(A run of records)

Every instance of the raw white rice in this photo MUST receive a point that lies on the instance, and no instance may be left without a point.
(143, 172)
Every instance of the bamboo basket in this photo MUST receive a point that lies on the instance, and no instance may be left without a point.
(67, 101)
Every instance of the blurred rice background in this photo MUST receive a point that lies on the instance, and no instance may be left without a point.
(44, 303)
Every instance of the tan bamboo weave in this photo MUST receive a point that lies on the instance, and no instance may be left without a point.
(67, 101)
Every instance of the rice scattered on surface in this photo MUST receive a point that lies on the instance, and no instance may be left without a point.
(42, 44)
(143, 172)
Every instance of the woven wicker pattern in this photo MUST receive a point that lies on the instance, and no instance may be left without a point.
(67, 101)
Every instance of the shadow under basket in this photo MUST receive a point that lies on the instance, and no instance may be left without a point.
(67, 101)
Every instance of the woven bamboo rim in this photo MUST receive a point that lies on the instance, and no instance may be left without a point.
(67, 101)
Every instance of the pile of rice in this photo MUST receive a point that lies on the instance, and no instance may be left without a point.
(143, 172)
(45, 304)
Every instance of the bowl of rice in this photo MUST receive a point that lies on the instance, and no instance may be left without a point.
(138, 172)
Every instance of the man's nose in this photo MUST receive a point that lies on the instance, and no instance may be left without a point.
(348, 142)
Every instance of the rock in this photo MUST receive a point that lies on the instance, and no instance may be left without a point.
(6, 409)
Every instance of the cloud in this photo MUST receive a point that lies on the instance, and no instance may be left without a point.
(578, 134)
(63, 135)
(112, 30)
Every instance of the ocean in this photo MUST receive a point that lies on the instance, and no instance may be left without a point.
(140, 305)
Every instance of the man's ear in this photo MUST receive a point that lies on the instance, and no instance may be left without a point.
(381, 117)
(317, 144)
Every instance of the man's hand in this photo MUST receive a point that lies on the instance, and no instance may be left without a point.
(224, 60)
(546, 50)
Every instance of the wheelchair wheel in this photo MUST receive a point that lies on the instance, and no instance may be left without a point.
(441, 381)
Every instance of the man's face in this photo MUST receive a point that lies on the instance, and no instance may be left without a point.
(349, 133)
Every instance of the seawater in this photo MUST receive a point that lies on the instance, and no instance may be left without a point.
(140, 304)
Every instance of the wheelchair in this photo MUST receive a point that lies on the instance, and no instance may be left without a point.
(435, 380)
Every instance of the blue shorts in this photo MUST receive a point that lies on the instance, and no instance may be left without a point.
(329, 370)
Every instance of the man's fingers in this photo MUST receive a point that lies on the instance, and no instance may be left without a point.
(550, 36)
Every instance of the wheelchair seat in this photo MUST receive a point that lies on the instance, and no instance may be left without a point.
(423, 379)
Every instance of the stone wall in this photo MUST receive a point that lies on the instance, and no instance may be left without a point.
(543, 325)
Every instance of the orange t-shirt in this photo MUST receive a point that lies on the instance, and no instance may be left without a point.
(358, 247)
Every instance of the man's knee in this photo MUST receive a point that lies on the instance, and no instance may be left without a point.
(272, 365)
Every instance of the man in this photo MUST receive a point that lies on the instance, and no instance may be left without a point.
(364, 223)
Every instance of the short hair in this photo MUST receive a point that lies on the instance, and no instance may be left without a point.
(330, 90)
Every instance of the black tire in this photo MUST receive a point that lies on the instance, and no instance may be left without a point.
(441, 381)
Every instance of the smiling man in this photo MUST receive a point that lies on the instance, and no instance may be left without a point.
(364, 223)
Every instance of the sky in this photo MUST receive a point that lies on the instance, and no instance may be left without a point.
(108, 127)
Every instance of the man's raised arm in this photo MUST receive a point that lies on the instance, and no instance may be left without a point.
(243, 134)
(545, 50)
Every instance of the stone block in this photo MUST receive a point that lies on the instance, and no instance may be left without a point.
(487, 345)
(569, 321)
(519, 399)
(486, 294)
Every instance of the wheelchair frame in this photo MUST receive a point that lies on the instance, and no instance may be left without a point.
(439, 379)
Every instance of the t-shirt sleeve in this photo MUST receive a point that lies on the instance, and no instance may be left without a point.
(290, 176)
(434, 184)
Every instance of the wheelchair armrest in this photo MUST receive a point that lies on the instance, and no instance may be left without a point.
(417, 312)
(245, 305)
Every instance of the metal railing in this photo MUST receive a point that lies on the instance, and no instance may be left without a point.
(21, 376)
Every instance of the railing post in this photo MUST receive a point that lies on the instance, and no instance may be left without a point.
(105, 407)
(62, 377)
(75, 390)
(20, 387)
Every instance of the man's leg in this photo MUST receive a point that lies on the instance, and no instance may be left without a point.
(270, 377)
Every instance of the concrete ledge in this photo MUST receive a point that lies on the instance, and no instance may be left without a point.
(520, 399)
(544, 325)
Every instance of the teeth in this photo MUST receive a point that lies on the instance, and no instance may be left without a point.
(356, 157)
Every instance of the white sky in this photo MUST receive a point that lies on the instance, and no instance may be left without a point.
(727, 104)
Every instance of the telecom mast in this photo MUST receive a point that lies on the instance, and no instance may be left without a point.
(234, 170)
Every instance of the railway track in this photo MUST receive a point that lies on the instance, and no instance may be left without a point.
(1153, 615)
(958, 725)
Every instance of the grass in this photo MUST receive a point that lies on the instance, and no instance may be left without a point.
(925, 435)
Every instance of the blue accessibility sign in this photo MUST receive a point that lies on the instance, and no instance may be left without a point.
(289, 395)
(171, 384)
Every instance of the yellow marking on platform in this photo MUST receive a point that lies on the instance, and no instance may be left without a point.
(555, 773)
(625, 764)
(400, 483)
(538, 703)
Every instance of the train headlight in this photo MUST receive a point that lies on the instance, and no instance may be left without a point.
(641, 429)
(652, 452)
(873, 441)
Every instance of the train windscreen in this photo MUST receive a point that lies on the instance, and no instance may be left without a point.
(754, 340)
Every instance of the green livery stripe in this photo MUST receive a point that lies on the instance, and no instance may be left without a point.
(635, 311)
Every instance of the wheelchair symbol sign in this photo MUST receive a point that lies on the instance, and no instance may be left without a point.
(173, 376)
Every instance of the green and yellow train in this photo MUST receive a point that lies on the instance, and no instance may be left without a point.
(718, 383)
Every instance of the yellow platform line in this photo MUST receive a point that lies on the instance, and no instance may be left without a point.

● **TASK DETAILS**
Make an exact copy of the data above.

● **TASK RESPONSE**
Every instance of the raw white rice in this photo MUST receive a point that lies on the instance, and no instance may be left without a point.
(143, 172)
Every instance of the bamboo basket in this photo MUST receive a point that lies on the instance, and no instance may be left without a point.
(67, 101)
Every instance of the blurred rice background in this photo MUST receive a point that lies on the instance, and no instance may be left without a point.
(44, 303)
Every instance of the tan bamboo weave in this photo MUST receive a point that lies on the instance, and no instance may be left without a point.
(67, 101)
Every instance of the rice scattered on surface in this photo MUST receive a point that lies on the instance, and no instance may be left without a point.
(42, 44)
(143, 172)
Every instance of the woven wicker pattern in this photo MUST receive a point that lies on the instance, and no instance may be left without a point.
(67, 101)
Every instance of the shadow under basket in this photo MUST receive a point that lies on the instance, and no instance may be left without a point.
(67, 101)
Every instance of the woven bamboo rim in this photo MUST receive a point that lies on the instance, and no instance may be left without a point.
(67, 101)
Every instance of the pile of rice in this photo MUST receive a point that lies on the instance, and no instance may be left without a point.
(143, 172)
(45, 304)
Every instance of the bowl of rice in this photo MUST receive a point that lies on the instance, and no instance may be left without a point.
(138, 172)
Every instance of the man's nose in this photo MUST receive a point that lies on the instance, and no instance may be left without a point.
(348, 142)
Every instance of the rock in this photo MUST receive a point that lies on the instance, and no instance may be left without a point.
(6, 409)
Every instance of the cloud in this photo MUST receive a point that lies on the instance, and no instance may be left without a point.
(578, 134)
(63, 135)
(112, 30)
Every instance of the ocean in this photo MUST receive a point that lies on the instance, and no instance may be left without a point.
(140, 305)
Every instance of the man's ear in this photo MUST receive a point that lies on the instance, and no instance may be left without a point.
(381, 117)
(317, 144)
Every instance of the man's hand in this photo MUST receive a point that lies on the instance, and no instance may be left without a point.
(224, 60)
(546, 50)
Every instance of the wheelchair wheel in this photo MUST receive a point that lies on the instance, and no instance may be left without a point.
(441, 381)
Every instance of the man's face in this photo MUST receive a point that lies on the instance, and no instance may be left without a point.
(349, 133)
Every instance of the seawater in this photo MUST receive a point that lies on the instance, and no instance may be left without a point.
(140, 304)
Every instance of the wheelchair in this photo MUST receive a point that lies on the instance, and no instance may be left without a point.
(435, 380)
Every instance of the blue shorts in this photo MUST receive a point that lies on the instance, and no instance may be left without a point.
(329, 370)
Every instance of the man's fingers in this photo MUST receive a point that lies on the instance, and no instance may be left without a point.
(550, 36)
Every instance of the wheelchair seat in this photo MUST receive a point that lies on the instance, and no instance may be left without a point.
(423, 379)
Every instance of the stone wall in this photo MUST receive a point that lies on the instance, and no instance may be left without a point.
(543, 325)
Every instance of the orange t-shirt in this photo MUST receive a point that lies on the instance, and no instance may be left without a point.
(358, 247)
Every instance of the man's knee in this photo MUST receive a point that lies on the instance, and no instance may be left without a point.
(272, 365)
Every instance of the man in this photo MUST receive a point that lies on the instance, and no instance may be left without a point.
(364, 223)
Every instance of the short hair in this photo MUST receive a point that lies on the instance, and no instance may be left without a point.
(330, 90)
Every instance of the black tire in this photo MUST receive a point that lies on the instance, and no instance may be left without a point.
(441, 381)
Every instance of the smiling man in this photo MUST receive a point that lies on the instance, and no instance may be left without a point.
(364, 223)
Every instance of the sky in this photo MUST receive a point that lies on the instance, and no instance may be left without a point.
(108, 127)
Every instance of the man's raised arm in this photo MUST receive a point that lies on the instance, and no instance may be left without a point.
(243, 134)
(545, 50)
Every instance of the stone block in this photo MUST receive a point that lies on the instance, and no instance may be left without a point.
(487, 345)
(569, 321)
(519, 399)
(486, 294)
Every instance of the wheelchair frame in this photo MUST receive a point that lies on the instance, and no instance may be left without a point.
(439, 379)
Every instance of the t-shirt sleeve in this photo MUST receive a point that lies on the instance, and no instance may be left without a point.
(290, 176)
(434, 184)
Every instance of the wheelchair armrest in this photo MUST receive a point that lies on the instance, and no instance may be left without a point.
(417, 312)
(245, 305)
Every instance of the metal railing in this photo MUST receive a point that lies on the instance, and no instance may be left without a point.
(21, 376)
Every instance of the railing post in this photo MUST receive a point that lies on the instance, and no instance may be left without a point.
(105, 407)
(62, 377)
(75, 390)
(20, 387)
Every instance of the man's leg in this photo MUST receive a point that lies on the instance, and no instance may be left without a point.
(270, 377)
Every instance of the concrete ledge in this photo MUST receive a point that lies on the instance, and no instance may be left without a point.
(520, 399)
(544, 325)
Every instance of the teeth in this photo MUST receive a point that lies on the instance, and no instance may be left without a point.
(356, 157)
Every instance of the white sky in this photo MUST receive a point that lies on the instance, and no instance may be left without a point.
(727, 104)
Every instance of the telecom mast in this photo MUST receive a point that lies on the instance, and no instance may be left without a point.
(234, 170)
Every instance of the railway track in this photo MUST receive a point that lies on the instance, and no instance may be left without a point.
(1153, 615)
(958, 725)
Every instance of the grass in this photo MUST receive a point that lies on the instance, and no instance may be left without a point.
(925, 435)
Every instance of the blue accessibility sign in this photo MUST receive a point that lies on the instance, and no instance may be left without a point.
(289, 395)
(171, 384)
Every instance of the yellow marking on platform in this photo MUST receive a point that lies on the instance, and no instance may be left without a point.
(555, 773)
(625, 764)
(400, 483)
(538, 703)
Every instance of the train headlight in this photo MUST receive a point that lies on the instance, and no instance may be left without a point.
(641, 429)
(652, 452)
(873, 441)
Every instance of the train windscreen in this photo MUST receive a point that lies on the instance, and no instance may be left without a point.
(754, 340)
Every instance of the green livery stripe in this photo MUST receive a point that lies on the instance, and no instance may be left without a point.
(635, 311)
Every instance of the wheelchair symbol sign in this photo MUST receive a point that lies on the instance, and no instance may be left without a point.
(173, 376)
Every instance of the green and yellow train in this photo MUST receive a point that lies on the instance, and no instance may be left without a point.
(718, 383)
Every instance of the yellow platform line in this photo MUST receive a point that lies on the instance, and no instance may be left without a point.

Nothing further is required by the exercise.